Rewrite everything from the line containing "Q: What bounding box encloses the tree" down to the line containing "[11,16,72,28]" with "encloses" swapped for "surrounds", leaving all else unchanged.

[Raw records]
— Begin —

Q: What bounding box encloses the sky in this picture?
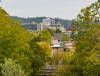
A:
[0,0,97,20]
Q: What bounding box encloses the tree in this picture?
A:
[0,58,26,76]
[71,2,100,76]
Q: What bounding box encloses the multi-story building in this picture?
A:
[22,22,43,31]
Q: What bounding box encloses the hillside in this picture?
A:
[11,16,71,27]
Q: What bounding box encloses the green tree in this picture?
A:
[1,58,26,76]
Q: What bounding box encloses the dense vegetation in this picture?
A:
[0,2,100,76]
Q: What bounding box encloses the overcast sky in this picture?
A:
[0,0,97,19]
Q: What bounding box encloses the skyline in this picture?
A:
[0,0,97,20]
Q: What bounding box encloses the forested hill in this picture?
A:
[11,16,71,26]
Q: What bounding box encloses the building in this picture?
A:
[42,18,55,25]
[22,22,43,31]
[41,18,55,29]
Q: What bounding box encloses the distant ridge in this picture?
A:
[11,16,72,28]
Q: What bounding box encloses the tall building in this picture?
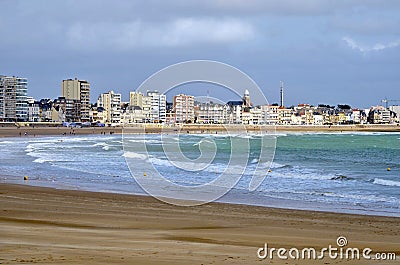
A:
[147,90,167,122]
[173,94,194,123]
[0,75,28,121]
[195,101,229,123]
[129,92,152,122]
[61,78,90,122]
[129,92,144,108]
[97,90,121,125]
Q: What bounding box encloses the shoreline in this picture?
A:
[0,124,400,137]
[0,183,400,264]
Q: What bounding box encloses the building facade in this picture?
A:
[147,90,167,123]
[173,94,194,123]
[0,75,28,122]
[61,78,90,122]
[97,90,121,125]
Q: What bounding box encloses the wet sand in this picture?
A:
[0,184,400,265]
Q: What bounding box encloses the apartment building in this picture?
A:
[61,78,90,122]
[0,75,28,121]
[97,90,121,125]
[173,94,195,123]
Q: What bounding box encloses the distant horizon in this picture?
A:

— End —
— Begin —

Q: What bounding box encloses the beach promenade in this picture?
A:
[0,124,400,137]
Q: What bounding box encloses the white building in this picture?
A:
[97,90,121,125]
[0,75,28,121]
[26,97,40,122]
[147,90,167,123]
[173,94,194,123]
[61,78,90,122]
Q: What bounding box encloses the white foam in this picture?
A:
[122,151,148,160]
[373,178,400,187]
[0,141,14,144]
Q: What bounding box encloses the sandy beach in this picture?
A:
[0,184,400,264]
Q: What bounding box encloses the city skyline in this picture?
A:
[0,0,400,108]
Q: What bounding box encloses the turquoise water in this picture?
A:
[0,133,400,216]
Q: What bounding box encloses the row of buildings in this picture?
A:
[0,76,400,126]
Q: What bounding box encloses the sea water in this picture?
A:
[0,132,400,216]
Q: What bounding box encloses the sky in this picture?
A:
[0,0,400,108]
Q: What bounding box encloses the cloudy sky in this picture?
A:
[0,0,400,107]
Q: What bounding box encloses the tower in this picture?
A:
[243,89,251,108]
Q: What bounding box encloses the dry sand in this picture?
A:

— End —

RESPONSE TO THE TASK ::
Q: What bounding box surrounds the tree in this picture?
A:
[0,58,26,76]
[71,2,100,76]
Q: What bounding box surrounds the multi-story building in this picture?
A:
[22,22,43,31]
Q: What bounding box surrounds the hillside in this picture?
A:
[11,16,71,27]
Q: What bounding box surrounds the green tree in this picture?
A:
[1,58,26,76]
Q: What bounding box surrounds the dense vegetation in this picture?
A:
[0,2,100,76]
Q: What bounding box surrounds the overcast sky in this picture?
A:
[0,0,97,19]
Q: What bounding box surrounds the skyline in this picture?
A:
[0,0,97,20]
Q: What bounding box surrounds the forested hill in this picture?
A:
[11,16,71,26]
Q: What bounding box surrounds the building in this picture?
A:
[42,18,55,25]
[22,22,43,31]
[41,18,55,29]
Q: What bounding box surrounds the distant ridge in this picture?
A:
[11,16,72,28]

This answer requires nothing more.